▶ [GIVEN REQUEST]
Without altering anything, output the material below.

▶ [RECORDS PROVIDED]
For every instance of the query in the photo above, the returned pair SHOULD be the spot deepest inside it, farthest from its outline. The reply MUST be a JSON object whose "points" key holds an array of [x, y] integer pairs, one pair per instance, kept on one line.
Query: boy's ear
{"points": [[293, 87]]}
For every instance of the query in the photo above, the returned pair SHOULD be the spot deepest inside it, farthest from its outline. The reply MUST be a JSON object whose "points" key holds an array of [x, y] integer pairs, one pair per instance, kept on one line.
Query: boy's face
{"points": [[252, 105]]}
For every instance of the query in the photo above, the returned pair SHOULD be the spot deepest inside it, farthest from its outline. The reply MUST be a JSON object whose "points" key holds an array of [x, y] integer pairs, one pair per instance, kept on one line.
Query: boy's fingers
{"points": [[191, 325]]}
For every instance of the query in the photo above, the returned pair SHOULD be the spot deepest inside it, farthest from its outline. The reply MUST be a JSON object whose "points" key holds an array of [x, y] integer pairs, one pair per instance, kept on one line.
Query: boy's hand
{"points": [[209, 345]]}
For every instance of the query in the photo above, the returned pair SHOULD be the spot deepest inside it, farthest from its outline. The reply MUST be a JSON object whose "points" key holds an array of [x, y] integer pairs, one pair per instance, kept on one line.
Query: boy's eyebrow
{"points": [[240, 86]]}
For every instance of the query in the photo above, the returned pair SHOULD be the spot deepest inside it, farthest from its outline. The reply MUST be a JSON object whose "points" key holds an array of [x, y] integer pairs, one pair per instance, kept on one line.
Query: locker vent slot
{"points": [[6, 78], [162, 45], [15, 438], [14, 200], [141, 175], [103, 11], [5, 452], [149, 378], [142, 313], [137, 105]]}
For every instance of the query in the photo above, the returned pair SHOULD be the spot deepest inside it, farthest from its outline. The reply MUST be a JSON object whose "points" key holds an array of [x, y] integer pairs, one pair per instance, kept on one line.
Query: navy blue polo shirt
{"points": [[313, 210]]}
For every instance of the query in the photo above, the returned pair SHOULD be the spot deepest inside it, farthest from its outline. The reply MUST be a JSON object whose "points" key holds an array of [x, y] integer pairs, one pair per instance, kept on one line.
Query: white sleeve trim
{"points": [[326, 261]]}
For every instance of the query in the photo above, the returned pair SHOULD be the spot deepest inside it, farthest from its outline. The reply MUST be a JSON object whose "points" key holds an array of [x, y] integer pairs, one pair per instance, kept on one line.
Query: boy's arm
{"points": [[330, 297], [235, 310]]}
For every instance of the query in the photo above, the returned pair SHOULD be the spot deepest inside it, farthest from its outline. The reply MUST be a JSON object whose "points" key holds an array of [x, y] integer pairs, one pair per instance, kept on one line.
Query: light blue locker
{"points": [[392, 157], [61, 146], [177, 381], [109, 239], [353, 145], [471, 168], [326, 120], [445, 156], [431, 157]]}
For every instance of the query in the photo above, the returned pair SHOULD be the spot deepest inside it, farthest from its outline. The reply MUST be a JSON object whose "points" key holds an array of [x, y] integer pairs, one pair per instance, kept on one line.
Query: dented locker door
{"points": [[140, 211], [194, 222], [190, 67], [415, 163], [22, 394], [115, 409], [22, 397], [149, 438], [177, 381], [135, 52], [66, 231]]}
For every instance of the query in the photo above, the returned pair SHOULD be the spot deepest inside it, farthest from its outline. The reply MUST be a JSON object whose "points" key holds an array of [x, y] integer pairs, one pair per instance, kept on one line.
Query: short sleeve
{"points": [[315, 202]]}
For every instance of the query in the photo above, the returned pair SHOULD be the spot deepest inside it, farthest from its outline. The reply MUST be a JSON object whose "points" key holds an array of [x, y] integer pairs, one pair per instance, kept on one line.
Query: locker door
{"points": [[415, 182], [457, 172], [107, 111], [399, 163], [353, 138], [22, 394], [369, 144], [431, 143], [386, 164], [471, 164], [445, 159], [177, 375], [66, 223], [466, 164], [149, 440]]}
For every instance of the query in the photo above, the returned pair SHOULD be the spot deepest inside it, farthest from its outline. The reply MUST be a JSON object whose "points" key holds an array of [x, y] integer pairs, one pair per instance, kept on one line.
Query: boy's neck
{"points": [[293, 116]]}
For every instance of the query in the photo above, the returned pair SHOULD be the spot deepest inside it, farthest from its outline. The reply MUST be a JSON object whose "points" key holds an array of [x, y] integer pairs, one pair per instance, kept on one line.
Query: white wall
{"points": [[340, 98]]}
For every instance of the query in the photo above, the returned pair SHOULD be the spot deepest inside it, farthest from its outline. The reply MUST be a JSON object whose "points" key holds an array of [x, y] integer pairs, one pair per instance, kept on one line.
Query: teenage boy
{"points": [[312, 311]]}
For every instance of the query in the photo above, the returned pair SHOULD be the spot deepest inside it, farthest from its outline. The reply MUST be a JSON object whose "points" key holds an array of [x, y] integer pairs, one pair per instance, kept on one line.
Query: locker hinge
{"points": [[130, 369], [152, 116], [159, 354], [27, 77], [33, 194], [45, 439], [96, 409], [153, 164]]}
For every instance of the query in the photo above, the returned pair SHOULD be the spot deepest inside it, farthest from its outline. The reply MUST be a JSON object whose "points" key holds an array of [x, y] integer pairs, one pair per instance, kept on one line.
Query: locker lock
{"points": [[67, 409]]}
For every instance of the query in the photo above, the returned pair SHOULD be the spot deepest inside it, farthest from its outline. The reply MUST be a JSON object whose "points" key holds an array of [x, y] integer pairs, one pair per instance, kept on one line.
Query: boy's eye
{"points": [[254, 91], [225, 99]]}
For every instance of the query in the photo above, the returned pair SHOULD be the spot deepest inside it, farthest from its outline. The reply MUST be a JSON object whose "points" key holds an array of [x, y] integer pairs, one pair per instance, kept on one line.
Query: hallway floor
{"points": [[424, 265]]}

▶ [WORKED ANSWER]
For every instance of the query in the photo above, the returned pair SHOULD be the spot deepest inside it, farthest from its outline. The reply MUST be a JSON object whose "points" key holds an array of [x, y] integer pairs, one pair per instance, kept on one line.
Query: boy's ear
{"points": [[293, 87]]}
For every instance of the query in the photo above, the returned pair SHOULD be the spot deepest inside it, farthest from its outline. The reply MUST be a JSON object whose "points" key holds an array of [x, y] integer pairs, one pair per instance, kept on one line.
Query: boy's face
{"points": [[252, 105]]}
For every instance of the query in the photo above, the returned pair SHOULD be the spot deepest inside it, farthest from its outline. The reply MUST be a JSON object whose "points" key holds an array of [x, y] integer pairs, one pair per instance, kept on one line.
Query: boy's fingers
{"points": [[191, 325]]}
For every instance of the query in the photo above, the returned pair SHOULD be the spot deepest inside it, farthest from its outline. The reply MUST be a JSON object whose "points" key holds an array of [x, y] integer pairs, one pair per instance, kept on one line.
Query: boy's hand
{"points": [[209, 345]]}
For every instance of the query in the photo above, the returned pair SHOULD be the spot deepest inside it, farthest from its outline. The reply MUST be a JSON object whose "points" key holds an array of [x, y] integer pairs, one pair per instance, kept on one line.
Query: boy's eyebrow
{"points": [[240, 86]]}
For every instance of the query in the photo above, the returned pair SHOULD be the spot deepest inside it, farthest from its outline. The reply MUST be a JSON object whose "points" key holds an array of [x, y] integer pairs, one pair per instance, kept on one line.
Query: locker vent slot
{"points": [[6, 78], [162, 45], [15, 438], [14, 200], [141, 175], [103, 11], [5, 452], [149, 378], [142, 313], [137, 105]]}
For every instance of the query in the photo above, the returned pair SHOULD be the spot deepest inside it, farthest from its outline. The reply MUST be a JSON object whose "points" key holds an array of [x, y] integer pairs, one pair per instance, kept on one line.
Query: navy blue polo shirt
{"points": [[313, 210]]}
For every instance of the query in the photo above, the returned pair SHOULD be the spot deepest inside it, farthest from its outline. The reply MUST be a JSON object whose "points" key holds an array of [x, y] integer pairs, one pair per instance, kept on one line.
Query: white sleeve trim
{"points": [[326, 261]]}
For every instance of the query in the photo above, the returned pair SHOULD be the spot deepest inside it, farthest from its outline. The reply MUST be a JSON object whose "points" key holds an array of [x, y] integer pairs, one pair per instance, kept on one line.
Query: boy's arm
{"points": [[330, 297], [235, 310]]}
For every instance of the query in the photo above, the returned pair SHOULD be the spot deepest inside it, farthest from its outline. The reply MUST be a JSON object whose "points" key holds an array of [x, y] integer pairs, one pair per instance, kept on one line.
Query: light blue locker
{"points": [[392, 157], [61, 146], [177, 381], [109, 239], [353, 145], [471, 168], [326, 120], [445, 156], [431, 157]]}
For every instance of the query in the photo above, the returned pair SHOULD be the spot deepest inside it, farthest from its outline. The reply MUST be a JSON object whose "points" key holds an array of [x, y] integer pairs, one pair per instance, kept on one line.
Query: dented locker door
{"points": [[140, 211], [194, 222], [190, 67], [415, 163], [22, 394], [115, 409], [22, 397], [149, 438], [177, 381], [135, 52], [66, 231]]}
For every instance of the query in the photo above, the returned pair SHOULD be the spot deepest inside it, farthest from its outline. The reply MUST be a JSON object whose "points" key holds an array of [x, y] integer pairs, one pair per instance, kept on one line.
Query: short sleeve
{"points": [[315, 202]]}
For every instance of the query in the photo above, the returned pair SHOULD be the spot deepest inside it, farthest from its outline. The reply MUST be a JSON object whose "points" key holds an array of [x, y] integer pairs, one pair per instance, kept on one line.
Query: locker door
{"points": [[415, 182], [457, 172], [107, 111], [399, 163], [353, 138], [22, 394], [369, 144], [431, 143], [386, 164], [471, 164], [445, 159], [177, 375], [66, 223], [466, 164], [149, 440]]}
For every instance of the query in the photo above, the returned pair SHOULD be the spot deepest inside it, farthest from its outline. The reply MUST be a JSON object whose "points" key holds an array of [x, y] integer pairs, one pair per instance, kept on one line.
Query: boy's neck
{"points": [[293, 116]]}
For every instance of the query in the photo above, the returned pair SHOULD be the spot deepest inside it, farthest from its outline. The reply MUST be a JSON object whose "points" key holds an array of [x, y] integer pairs, one pair per instance, kept on one line.
Query: white wall
{"points": [[340, 98]]}
For every instance of the query in the photo above, the returned pair SHOULD be the spot deepest inside it, farthest from its outline. The reply MUST be a JSON object whose "points" key holds an array of [x, y] integer pairs, one pair per instance, kept on one line.
Query: teenage boy
{"points": [[312, 311]]}
For every instance of the query in the photo above, the returned pair SHOULD be the spot deepest inside it, farthest from its outline. The reply MUST be a JSON object whose "points" key holds an array of [x, y] integer pairs, one pair per instance, kept on one line.
Query: locker hinge
{"points": [[130, 369], [152, 116], [159, 354], [27, 77], [33, 194], [45, 439], [96, 409], [153, 164]]}
For every instance of the query in the photo above, the returned pair SHOULD be the spot deepest inside it, farthest from its outline. The reply MUST be a JSON object whose "points" key holds an array of [x, y] integer pairs, one pair per instance, kept on one line.
Query: locker lock
{"points": [[67, 409]]}
For every instance of the query in the photo above, the returned pair SHOULD be the spot deepest inside it, farthest from its outline. The reply MUST be a JSON object whose "points" key holds an array of [x, y] integer pairs, one pair per instance, kept on one line.
Query: boy's eye
{"points": [[254, 91], [225, 99]]}
For every instance of the query in the photo above, the returned pair SHOULD be the spot deepest inside it, farthest from its outline. The reply MUST be a JSON object whose "points" key holds an array of [x, y] integer pairs, one pair per instance, kept on one line.
Query: hallway floor
{"points": [[424, 265]]}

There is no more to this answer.